## TEXTO CITADO
+---+
Entrevista
Renata Portas / Público Reservado
Junho
2023
Qui
15
Não uma, mas duas estreias: de quinta-feira a domingo (15 a 18 de junho), mergulhamos no universo de Howard Barker no Teatro Campo Alegre. A Público Reservado coloca em diálogo duas peças do dramaturgo britânico: “Judite" e “Mãos Mortas". Renata Portas fala-nos sobre “BARKERX2", feito de desejo e política, poder e provocação.
A língua (presente na imagem promocional do espetáculo) pode estar na origem de todos os conflitos. E se não a tivéssemos ou usássemos?
Se não a tivéssemos? A língua, o teatro que eu faço, é um teatro da linguagem, habitado por línguas. A língua não é a razão do conflito, ou melhor, é potenciadora de interação e vai sempre causar conflito no sentido interessante da palavra. Porquê? Porque conceptualmente, e é por isso que eu digo que o meu teatro é um teatro da linguagem habitado por línguas, eu não acredito em comunicação, não acredito em reação, não acredito em vias de sentido único. E por isso acredito que o conflito, que é uma coisa que curiosamente nós hoje tentamos evitar... Acho que vivemos numa sociedade que tem muito receio do conflito, há emojis a mais se me perguntares, há desenhos a mais, a expressão "queres que te faça um desenho?" passou literalmente a quantos emojis queres para traduzir a minha emoção. Ou seja, há uma desconfiança da palavra, há uma desconfiança do verbo, e, no entanto, eu acredito que o verbo é a primeira das coisas a fazer surgir o mundo. Não é à toa que na Bíblia está “No princípio era o verbo”. E, obviamente, que isto é tudo muito mais intrincado do que eu estou a dizer agora. Podemos não usá-la... Aliás, há um dramaturgo que eu estou sempre a citar, que é o meu dramaturgo favorito (não é o Barker, é o Novarina) que diz que no futuro seremos mudos. Não seremos mutantes, mas mudos... O homem será só com "h" mudo, não será homem, ou seja, será despido da palavra e da linguagem. E acho que é uma espécie de bênção e de má fortuna ao mesmo tempo.
Porque também o que nos separa neste mundo que vivemos e que estamos sempre a pensar nas diferentes espécies? E se há hierarquias ou não? O que é que nos aparta dos outros? Eu diria que muito pouco, mas duas coisas essenciais: a construção de pensamento e a visibilidade desse pensamento através da linguagem. Por isso, ela [a língua] pode ser uma armadura, uma ferramenta, pode ser usada como um machado ou como uma ponte. Essa questão do conflito ou não depende da nossa própria natureza e da forma como encaramos as palavras. Porque palavras como conflito, discussão, violência, barbárie estão em desuso, inclusive aquelas coisas associadas à construção das palavras como "bárbaro"... E, no entanto, é preciso assumir que elas têm um lugar e que elas podem também ser potencialmente generosas para connosco enquanto civilização.
+---+
Entradas retiradas de uma coleção
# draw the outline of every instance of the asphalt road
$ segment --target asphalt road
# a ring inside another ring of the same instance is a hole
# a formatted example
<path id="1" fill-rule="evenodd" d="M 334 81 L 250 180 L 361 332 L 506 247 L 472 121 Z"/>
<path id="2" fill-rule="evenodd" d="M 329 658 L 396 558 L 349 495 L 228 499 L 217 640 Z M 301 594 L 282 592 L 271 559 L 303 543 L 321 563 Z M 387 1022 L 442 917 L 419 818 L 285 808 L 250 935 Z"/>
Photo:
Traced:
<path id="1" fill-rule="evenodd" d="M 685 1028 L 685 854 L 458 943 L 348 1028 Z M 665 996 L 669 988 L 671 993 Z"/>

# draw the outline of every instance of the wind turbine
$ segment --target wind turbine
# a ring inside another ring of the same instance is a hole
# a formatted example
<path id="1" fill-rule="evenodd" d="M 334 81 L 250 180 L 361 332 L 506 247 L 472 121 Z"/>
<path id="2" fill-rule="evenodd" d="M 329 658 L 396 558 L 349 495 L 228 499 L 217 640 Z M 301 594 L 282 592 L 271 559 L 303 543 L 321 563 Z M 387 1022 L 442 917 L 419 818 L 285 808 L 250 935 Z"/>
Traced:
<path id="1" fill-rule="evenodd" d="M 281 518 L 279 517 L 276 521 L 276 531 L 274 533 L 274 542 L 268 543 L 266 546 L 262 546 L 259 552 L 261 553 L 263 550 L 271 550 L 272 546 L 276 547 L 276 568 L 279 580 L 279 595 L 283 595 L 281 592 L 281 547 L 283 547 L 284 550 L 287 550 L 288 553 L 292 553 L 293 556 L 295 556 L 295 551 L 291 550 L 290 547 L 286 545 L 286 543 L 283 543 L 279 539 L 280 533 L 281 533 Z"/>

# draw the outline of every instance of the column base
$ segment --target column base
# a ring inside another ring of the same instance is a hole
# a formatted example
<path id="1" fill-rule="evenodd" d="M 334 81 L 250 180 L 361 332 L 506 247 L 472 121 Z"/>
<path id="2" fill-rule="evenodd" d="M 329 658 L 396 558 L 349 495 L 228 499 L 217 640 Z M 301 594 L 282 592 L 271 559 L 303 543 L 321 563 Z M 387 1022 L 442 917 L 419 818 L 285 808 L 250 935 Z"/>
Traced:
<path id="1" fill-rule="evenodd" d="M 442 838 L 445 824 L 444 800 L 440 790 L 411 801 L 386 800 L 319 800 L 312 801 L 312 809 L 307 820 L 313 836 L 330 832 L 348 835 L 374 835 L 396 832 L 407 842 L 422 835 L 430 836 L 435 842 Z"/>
+---+
## INSTRUÇÃO A
Indica, por favor, se cada afirmação está de acordo com a entrevista, respondendo sim ou não e citando as palavras decisivas do texto: (i) Renata Portas afirma que o seu dramaturgo favorito é Howard Barker; (ii) as duas peças postas em diálogo são “Judite" e “Mãos Mortas"; (iii) as estreias acontecem no Teatro Campo Alegre.
## INSTRUÇÃO B
Transforma numa lista numerada as linhas fornecidas, da primeira linha até à linha que contém "685 1028 L 685", inclusive. Omite as linhas em branco.

## RESOLUÇÃO A
(i) Não: «não é o Barker, é o Novarina».
(ii) Sim: «coloca em diálogo duas peças do dramaturgo britânico: “Judite" e “Mãos Mortas"».
(iii) Sim: «mergulhamos no universo de Howard Barker no Teatro Campo Alegre».

## RESOLUÇÃO B
1. # draw the outline of every instance of the asphalt road
2. $ segment --target asphalt road
3. # a ring inside another ring of the same instance is a hole
4. # a formatted example
5. <path id="1" fill-rule="evenodd" d="M 334 81 L 250 180 L 361 332 L 506 247 L 472 121 Z"/>
6. <path id="2" fill-rule="evenodd" d="M 329 658 L 396 558 L 349 495 L 228 499 L 217 640 Z M 301 594 L 282 592 L 271 559 L 303 543 L 321 563 Z M 387 1022 L 442 917 L 419 818 L 285 808 L 250 935 Z"/>
7. Photo:
8. Traced:
9. <path id="1" fill-rule="evenodd" d="M 685 1028 L 685 854 L 458 943 L 348 1028 Z M 665 996 L 669 988 L 671 993 Z"/>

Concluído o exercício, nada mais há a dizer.